Exercise brief:
Please copy the data below, swapping every "Put a pin on" for "Place a point on" and keeping all else unchanged.

# Exercise materials start

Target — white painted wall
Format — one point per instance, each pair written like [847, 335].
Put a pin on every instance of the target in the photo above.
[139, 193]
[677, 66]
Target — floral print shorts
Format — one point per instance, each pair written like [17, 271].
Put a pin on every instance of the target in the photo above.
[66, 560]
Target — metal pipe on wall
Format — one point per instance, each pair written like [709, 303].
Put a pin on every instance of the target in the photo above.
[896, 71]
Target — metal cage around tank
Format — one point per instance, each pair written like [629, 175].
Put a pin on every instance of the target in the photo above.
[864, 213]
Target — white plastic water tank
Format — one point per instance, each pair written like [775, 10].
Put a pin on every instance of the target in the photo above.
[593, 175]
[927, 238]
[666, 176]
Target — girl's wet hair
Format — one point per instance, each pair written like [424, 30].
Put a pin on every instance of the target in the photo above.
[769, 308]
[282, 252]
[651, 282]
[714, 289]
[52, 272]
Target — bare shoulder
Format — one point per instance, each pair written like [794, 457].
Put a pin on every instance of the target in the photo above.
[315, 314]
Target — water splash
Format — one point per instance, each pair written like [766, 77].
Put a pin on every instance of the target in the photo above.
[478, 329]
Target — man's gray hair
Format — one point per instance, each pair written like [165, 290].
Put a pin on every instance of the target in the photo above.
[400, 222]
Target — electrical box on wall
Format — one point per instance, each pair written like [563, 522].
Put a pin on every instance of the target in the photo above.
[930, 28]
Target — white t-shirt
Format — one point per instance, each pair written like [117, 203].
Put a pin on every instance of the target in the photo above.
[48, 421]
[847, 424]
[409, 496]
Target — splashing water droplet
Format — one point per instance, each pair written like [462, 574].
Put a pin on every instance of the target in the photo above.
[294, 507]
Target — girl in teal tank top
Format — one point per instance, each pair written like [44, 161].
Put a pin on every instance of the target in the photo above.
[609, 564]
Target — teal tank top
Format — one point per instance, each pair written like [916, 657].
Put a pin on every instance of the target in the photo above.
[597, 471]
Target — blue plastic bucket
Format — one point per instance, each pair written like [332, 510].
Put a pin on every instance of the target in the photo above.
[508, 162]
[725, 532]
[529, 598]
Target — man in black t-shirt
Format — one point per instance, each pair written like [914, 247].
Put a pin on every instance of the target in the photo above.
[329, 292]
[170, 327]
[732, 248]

# Exercise materials end

Written solution:
Target — white painted wall
Format — one point per instance, each pair written like [847, 335].
Place a point on every instance of the target in the photo above.
[139, 193]
[677, 66]
Target — floral print shorts
Format — one point per instance, each pair written like [17, 271].
Place a point on every instance of the target in the photo above.
[66, 560]
Target — metal pipe on wall
Format — one point per instance, each pair written like [709, 303].
Place a point on every instance of the target in the photo above.
[896, 71]
Target — metal cage around tank
Format — one point per instance, each pair written like [629, 175].
Place a point on every instance of the target in the photo above.
[864, 213]
Target — white plastic water tank
Format — one point per instance, each pair written like [775, 10].
Place a point on every instance of the target in the photo above.
[593, 175]
[927, 238]
[666, 176]
Target — girl's wet hair
Format — one point per instance, each pair written like [424, 30].
Place a point on every instance of the target in the photo above.
[769, 308]
[282, 252]
[651, 282]
[714, 289]
[52, 272]
Target — bare shoulder
Format — one point per instance, each pair written like [794, 457].
Place a point on every instance of the target in the photo above.
[315, 314]
Target — water splash
Format — one point per instance, each pair written like [766, 77].
Place a point on every instance of the target in the photo above.
[478, 329]
Target — man's gray hair
Format — one point per instance, each pair written like [165, 290].
Place a point on every instance of the target in the photo above.
[400, 222]
Target — electrical box on wall
Format — one point per instance, each pair written like [563, 522].
Place a point on every instance of the target in the photo above.
[930, 28]
Target — white t-shirt
Format — one point per instance, each pair written like [117, 203].
Place a point on every instance of the target in the photo above.
[48, 421]
[847, 424]
[409, 496]
Target — splashing water droplet
Format — one point per instance, each pair written like [462, 574].
Place a point on every instance of the target in the photo above.
[294, 507]
Target — girl in teal tank top
Format — one point per instance, each pair written like [44, 161].
Place a point on every instance of the target in the photo above.
[609, 564]
Target — teal tank top
Format — one point per instance, each pair written like [916, 657].
Place a point on every instance of the target in the photo above.
[597, 471]
Target — blue plastic bucket
Format — one point per instance, each pair written like [332, 510].
Place a point on every instance of the target in the photo above.
[508, 162]
[725, 532]
[529, 598]
Target — man in black t-shirt
Format — one point per instance, each pair written like [914, 247].
Place a point on every instance of the target in the photo above.
[329, 292]
[170, 327]
[732, 248]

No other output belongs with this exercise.